▶ [SOURCE DOCUMENT]
In Texas, too, Bush has coddled the industry. When Texas's then-Attorney General Morales and a team of lawyers forced the industry to agree to pay Texas $17 billion in damages, allowing the state to recover some of what it has spent over the years caring for sick and dying smokers, Bush--who refused to back Morales's lawsuit--actually sued the Attorney General to block the payment of more than $2 billion in legal fees due to the private attorneys who handled the case. All by itself, Bush's action, if successful, could unravel the entire agreement, saving Philip Morris billions of dollars--and costing taxpayers in Texas an equal amount in lost revenue. (At the time, Morales said that Bush's lawsuit "is about one thing and one thing only: a Republican presidential campaign and political contributions from big tobacco.")

▶ [WHAT YOU NEED TO DO]
A: According to the passage on Bush and the tobacco industry, how much did the industry agree to pay Texas in damages?
B: Carry on the passage on Bush and the tobacco industry from its final sentence.
The lines that come next are separate material and have nothing to do with the passage on Bush and the tobacco industry.

Stored records
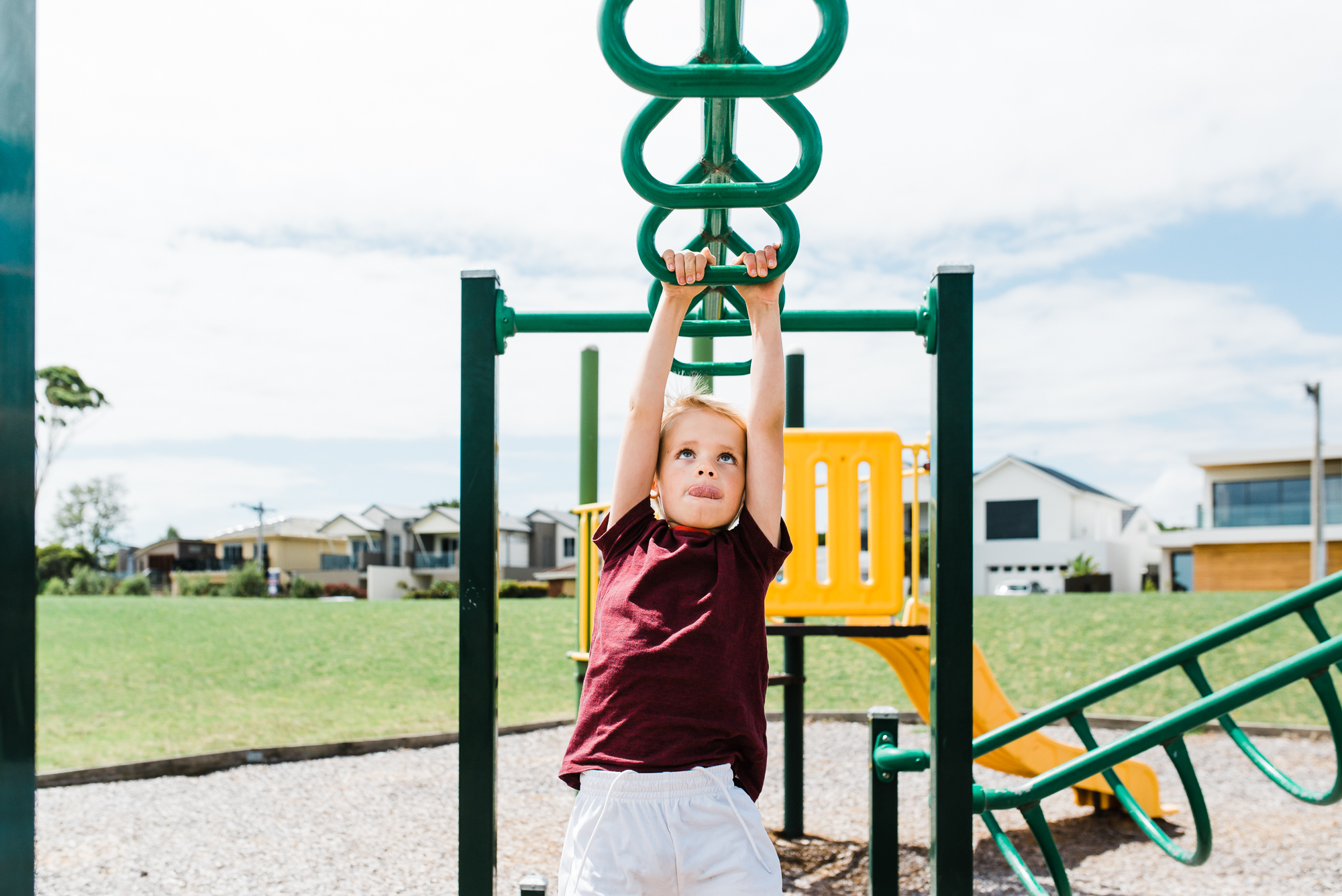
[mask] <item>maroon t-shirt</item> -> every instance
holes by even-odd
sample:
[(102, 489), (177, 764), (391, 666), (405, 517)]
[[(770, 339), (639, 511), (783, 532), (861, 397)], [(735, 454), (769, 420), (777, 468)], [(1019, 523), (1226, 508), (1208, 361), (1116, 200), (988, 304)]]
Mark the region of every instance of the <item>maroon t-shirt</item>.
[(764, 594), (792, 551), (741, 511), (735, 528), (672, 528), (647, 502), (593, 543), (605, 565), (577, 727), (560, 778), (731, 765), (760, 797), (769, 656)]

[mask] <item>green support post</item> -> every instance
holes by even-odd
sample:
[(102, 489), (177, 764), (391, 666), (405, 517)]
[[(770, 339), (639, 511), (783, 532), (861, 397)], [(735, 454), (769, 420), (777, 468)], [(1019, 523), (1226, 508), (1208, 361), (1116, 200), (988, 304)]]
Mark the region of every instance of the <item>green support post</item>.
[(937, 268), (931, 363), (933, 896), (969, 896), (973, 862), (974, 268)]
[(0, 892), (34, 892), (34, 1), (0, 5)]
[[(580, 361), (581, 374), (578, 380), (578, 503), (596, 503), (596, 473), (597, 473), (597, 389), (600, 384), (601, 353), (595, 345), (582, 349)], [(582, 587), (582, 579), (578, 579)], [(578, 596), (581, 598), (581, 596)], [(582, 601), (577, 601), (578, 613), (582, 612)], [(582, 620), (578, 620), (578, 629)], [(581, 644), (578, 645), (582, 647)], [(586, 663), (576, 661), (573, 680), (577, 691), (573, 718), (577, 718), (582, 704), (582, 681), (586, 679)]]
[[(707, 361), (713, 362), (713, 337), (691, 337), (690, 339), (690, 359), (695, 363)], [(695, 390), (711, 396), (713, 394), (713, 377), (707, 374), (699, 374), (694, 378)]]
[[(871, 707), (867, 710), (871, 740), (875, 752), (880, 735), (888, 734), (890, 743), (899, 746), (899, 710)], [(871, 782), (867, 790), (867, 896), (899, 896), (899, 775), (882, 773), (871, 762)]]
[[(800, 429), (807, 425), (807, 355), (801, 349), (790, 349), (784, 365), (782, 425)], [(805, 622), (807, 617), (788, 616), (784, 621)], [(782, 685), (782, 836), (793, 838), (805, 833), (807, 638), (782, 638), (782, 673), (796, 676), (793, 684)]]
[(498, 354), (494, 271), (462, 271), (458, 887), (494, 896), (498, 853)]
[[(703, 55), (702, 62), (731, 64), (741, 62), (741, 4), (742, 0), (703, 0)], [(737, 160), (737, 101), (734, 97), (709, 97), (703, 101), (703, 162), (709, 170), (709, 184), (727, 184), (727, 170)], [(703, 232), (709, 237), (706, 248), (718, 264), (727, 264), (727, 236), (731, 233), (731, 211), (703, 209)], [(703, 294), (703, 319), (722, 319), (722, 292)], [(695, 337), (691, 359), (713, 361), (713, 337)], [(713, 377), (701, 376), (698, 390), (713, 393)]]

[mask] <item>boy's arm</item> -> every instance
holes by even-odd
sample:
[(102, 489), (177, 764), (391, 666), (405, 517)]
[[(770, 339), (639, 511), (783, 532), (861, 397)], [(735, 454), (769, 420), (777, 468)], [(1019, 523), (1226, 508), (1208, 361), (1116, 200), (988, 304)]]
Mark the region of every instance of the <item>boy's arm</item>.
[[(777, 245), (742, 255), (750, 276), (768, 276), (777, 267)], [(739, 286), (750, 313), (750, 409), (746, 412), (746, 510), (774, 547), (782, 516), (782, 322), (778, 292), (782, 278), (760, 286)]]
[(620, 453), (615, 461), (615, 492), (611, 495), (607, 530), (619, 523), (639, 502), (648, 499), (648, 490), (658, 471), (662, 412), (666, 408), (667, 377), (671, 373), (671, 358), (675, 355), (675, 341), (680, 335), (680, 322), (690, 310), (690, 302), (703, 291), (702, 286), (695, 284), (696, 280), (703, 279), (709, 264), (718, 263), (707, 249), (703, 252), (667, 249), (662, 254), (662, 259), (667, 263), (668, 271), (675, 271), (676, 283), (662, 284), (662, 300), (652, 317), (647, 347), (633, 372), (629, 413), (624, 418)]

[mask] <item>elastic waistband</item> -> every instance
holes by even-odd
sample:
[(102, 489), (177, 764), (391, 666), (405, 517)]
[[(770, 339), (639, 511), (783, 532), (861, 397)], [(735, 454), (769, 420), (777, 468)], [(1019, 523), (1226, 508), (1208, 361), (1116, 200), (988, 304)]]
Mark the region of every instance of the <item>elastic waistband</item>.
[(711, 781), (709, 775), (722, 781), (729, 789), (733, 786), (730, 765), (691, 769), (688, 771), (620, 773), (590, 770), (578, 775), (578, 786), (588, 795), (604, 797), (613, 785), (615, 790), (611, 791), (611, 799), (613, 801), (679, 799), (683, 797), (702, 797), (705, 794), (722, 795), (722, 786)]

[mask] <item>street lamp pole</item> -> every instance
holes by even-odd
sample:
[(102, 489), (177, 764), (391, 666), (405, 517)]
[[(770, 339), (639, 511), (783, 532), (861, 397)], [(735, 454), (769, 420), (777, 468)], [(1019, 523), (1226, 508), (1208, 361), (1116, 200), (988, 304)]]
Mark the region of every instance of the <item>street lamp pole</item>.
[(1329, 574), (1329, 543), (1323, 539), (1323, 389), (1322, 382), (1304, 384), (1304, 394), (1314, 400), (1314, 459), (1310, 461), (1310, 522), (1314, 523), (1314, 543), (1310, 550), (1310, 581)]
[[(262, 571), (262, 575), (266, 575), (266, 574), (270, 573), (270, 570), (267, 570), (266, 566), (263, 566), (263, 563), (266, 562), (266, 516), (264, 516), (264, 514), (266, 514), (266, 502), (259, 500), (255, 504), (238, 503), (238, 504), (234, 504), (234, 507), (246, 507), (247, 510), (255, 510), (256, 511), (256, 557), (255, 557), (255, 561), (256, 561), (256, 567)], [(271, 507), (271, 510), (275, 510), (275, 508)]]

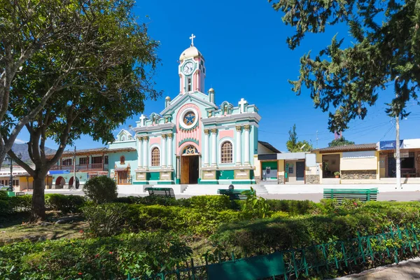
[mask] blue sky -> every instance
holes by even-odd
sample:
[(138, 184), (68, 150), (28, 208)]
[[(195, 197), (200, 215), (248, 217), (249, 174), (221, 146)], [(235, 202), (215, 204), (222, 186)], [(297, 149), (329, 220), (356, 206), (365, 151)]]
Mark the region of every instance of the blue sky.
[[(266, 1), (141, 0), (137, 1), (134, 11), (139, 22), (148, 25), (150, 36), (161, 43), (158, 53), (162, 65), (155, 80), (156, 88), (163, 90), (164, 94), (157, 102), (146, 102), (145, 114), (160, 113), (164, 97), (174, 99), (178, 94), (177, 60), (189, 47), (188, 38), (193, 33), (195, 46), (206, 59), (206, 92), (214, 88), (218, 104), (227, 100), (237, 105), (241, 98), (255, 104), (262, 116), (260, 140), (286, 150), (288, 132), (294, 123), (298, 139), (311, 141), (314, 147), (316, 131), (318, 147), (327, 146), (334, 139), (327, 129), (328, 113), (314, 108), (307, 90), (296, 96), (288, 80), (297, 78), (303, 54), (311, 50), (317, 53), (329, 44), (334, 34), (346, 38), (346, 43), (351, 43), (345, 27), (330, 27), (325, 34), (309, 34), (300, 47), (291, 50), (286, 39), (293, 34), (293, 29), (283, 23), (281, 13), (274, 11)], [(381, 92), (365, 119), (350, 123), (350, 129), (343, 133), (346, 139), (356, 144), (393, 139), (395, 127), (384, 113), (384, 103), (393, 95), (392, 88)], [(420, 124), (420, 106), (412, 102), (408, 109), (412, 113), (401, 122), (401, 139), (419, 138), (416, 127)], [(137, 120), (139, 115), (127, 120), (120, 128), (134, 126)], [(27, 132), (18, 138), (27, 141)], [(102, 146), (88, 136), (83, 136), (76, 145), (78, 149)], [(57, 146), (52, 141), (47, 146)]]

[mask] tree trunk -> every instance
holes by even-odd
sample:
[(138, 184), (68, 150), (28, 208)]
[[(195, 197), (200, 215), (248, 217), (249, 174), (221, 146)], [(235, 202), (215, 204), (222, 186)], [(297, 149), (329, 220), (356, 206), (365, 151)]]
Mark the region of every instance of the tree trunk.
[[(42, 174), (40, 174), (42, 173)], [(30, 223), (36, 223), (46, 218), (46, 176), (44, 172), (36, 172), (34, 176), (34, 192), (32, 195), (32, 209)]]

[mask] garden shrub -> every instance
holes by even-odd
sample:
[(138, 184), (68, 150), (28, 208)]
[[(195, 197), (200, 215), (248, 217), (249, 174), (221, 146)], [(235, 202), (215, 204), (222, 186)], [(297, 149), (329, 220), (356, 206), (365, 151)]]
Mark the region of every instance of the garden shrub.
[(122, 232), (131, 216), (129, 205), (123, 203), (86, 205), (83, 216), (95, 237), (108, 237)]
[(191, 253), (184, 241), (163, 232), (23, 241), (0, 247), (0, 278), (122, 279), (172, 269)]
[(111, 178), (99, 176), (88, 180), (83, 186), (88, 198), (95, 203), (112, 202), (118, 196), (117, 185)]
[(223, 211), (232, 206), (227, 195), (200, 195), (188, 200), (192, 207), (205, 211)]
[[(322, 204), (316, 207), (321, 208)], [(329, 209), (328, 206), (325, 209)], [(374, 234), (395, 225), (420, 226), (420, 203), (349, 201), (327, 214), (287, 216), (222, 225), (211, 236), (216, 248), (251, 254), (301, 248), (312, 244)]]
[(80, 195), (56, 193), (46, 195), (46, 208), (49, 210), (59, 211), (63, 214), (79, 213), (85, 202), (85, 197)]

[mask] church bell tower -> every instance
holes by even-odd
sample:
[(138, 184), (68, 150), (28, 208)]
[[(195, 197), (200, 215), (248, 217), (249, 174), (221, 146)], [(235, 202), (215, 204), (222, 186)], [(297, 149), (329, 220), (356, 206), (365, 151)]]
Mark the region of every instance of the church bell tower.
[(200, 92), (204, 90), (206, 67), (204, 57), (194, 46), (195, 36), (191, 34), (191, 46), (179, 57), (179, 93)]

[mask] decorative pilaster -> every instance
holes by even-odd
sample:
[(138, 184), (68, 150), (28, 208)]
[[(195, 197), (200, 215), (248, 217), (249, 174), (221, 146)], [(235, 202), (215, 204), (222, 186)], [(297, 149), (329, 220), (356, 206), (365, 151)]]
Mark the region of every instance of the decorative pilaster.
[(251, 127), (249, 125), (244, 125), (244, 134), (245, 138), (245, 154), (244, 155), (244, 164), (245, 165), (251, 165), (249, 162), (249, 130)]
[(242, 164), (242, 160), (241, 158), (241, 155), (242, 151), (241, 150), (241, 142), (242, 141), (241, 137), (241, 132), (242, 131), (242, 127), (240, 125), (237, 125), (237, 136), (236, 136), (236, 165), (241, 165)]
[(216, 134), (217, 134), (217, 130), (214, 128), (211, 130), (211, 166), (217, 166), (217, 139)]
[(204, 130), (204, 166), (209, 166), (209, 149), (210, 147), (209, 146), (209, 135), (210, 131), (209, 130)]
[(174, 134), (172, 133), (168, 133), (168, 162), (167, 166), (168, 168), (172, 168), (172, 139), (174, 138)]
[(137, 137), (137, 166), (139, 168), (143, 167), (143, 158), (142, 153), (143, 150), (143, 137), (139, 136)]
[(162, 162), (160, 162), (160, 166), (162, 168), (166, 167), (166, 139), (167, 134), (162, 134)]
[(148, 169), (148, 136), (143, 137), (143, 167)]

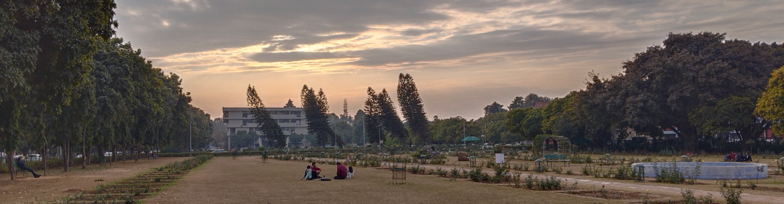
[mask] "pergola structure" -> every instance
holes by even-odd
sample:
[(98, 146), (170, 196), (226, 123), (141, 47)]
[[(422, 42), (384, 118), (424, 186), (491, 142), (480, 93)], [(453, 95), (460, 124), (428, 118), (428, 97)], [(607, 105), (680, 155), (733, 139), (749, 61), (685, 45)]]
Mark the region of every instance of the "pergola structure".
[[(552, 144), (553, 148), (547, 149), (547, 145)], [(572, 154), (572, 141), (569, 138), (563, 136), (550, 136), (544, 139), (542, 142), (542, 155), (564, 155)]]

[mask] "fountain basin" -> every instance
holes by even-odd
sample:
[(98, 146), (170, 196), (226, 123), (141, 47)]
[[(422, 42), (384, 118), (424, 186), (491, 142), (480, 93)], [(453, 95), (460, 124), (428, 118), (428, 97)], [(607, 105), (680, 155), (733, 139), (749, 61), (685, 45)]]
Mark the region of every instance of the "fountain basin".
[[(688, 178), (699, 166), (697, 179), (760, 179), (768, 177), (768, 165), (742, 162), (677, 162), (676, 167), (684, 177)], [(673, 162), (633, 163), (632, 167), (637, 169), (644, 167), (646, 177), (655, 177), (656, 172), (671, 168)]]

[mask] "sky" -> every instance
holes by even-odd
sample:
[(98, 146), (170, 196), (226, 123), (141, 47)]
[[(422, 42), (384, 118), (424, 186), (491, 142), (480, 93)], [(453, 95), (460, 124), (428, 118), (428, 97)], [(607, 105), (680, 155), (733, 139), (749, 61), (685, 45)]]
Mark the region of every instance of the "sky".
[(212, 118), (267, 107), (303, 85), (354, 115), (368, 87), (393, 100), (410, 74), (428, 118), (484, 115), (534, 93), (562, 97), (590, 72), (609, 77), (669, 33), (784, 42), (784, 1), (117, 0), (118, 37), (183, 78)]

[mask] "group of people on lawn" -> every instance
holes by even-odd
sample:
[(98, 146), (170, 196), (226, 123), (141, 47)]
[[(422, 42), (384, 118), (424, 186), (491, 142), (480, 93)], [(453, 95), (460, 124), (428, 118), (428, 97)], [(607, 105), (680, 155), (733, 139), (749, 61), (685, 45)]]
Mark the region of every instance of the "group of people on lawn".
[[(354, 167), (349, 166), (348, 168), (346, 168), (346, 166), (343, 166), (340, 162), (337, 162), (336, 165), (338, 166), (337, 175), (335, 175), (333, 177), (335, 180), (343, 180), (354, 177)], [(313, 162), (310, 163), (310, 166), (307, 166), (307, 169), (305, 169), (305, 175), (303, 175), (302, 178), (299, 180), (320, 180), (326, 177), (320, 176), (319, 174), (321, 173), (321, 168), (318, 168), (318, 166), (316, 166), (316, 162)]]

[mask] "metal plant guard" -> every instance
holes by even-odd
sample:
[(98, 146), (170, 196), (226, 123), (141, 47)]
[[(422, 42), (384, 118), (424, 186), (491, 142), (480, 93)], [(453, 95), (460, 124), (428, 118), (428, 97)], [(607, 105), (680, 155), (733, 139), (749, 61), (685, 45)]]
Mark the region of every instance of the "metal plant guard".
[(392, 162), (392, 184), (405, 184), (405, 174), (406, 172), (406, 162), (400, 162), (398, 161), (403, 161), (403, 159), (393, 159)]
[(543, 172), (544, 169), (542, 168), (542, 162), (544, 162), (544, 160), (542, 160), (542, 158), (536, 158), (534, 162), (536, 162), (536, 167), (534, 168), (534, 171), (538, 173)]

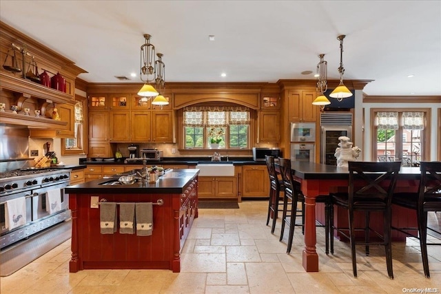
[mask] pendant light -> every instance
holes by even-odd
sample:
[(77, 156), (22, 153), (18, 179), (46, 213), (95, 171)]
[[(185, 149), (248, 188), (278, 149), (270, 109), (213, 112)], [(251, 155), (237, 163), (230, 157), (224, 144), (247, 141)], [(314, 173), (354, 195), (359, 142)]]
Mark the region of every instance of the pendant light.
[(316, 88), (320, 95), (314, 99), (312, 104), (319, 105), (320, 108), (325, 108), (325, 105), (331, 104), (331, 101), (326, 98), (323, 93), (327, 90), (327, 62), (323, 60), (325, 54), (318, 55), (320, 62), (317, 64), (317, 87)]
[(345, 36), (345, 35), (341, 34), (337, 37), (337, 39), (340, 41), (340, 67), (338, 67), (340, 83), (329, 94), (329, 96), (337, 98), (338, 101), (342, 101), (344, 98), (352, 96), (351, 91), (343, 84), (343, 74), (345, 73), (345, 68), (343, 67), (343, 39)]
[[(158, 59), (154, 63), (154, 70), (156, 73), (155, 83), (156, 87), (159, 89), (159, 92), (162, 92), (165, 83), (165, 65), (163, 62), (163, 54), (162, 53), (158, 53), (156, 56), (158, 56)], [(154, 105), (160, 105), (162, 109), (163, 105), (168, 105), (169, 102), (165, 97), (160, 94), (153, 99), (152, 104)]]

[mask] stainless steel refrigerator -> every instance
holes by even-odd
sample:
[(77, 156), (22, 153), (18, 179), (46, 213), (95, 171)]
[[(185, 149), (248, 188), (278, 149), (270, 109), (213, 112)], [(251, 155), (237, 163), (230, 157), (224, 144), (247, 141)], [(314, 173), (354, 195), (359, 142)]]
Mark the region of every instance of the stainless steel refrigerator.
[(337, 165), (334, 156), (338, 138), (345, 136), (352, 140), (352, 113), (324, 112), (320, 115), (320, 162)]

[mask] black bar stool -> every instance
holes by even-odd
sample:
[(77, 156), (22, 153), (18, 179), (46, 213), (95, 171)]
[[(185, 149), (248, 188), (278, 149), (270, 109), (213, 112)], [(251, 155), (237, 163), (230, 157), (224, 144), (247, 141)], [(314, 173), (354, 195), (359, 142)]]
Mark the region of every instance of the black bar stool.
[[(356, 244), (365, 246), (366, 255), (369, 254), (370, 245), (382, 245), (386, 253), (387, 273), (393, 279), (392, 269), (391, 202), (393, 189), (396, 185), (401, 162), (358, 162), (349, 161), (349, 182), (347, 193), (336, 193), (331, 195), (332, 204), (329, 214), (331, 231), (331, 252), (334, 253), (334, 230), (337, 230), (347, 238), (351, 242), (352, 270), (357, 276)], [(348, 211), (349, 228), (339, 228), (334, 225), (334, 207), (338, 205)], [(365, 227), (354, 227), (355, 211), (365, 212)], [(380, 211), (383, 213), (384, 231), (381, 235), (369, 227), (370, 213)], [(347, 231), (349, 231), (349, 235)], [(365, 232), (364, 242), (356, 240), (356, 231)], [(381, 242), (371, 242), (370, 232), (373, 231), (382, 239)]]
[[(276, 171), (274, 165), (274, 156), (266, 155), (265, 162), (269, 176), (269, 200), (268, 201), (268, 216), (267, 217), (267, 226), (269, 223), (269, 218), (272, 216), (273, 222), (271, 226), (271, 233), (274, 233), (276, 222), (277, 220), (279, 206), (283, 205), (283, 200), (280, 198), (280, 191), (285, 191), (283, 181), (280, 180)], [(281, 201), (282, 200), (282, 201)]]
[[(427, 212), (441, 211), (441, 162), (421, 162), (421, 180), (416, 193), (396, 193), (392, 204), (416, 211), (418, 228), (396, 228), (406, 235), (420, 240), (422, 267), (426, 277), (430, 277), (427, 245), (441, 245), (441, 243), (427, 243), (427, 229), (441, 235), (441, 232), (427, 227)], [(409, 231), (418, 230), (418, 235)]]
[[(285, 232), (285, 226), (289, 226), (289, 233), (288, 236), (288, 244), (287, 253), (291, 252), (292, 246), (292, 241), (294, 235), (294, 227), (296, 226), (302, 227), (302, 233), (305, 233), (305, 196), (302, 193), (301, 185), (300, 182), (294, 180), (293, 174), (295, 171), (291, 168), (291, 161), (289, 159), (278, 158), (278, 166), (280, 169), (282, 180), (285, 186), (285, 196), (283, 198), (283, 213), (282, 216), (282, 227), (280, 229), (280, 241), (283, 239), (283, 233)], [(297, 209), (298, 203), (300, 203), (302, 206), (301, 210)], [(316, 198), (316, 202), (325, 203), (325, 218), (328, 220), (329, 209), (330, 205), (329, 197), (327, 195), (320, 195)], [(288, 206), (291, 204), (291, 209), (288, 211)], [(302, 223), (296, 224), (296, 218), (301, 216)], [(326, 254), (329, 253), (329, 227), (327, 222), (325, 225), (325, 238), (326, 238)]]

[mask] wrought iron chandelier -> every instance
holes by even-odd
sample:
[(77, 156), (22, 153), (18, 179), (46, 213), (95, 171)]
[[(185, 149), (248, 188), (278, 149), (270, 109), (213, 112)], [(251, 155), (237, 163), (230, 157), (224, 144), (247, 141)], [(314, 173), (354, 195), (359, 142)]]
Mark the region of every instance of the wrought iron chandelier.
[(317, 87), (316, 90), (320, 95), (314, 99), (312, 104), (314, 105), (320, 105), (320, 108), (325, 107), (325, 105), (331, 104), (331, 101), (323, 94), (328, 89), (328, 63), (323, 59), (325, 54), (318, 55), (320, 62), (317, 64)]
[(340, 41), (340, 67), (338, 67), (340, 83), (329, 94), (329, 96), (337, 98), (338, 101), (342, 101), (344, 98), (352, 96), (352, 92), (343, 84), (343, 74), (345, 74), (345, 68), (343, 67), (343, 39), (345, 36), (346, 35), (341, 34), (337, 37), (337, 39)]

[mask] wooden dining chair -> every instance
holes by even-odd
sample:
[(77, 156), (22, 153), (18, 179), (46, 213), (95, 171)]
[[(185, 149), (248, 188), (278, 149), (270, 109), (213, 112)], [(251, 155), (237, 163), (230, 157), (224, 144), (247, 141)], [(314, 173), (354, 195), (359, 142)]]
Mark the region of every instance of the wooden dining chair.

▶ [ANSWER LIST]
A: $17 billion.

B:
Then, earlier this year, a coalition of health groups, including the American Cancer Society, the American Lung Association and the Campaign for Tobacco-Free Kids, pressed Bush to support a $60-million-a-year smoking prevention program aimed at children, using money from the tobacco settlement. But Bush ignored the calls, which included a personal appeal from former Surgeon General C. Everett Koop, with the result that the Texas legislature agreed to spend just $10 million. Matt Myers, executive vice president and general counsel of the National Center for Tobacco-Free Kids, says that $10 million is about what the tiny state of Vermont spends on such programs. "It would be a tragedy if the children in Texas don't get the benefit of state prevention programs," he says. And, he adds, "I think it's unfortunate that so much focus [in Texas] has been put on lawyers and so little focus on using the settlement to reduce tobacco use among kids."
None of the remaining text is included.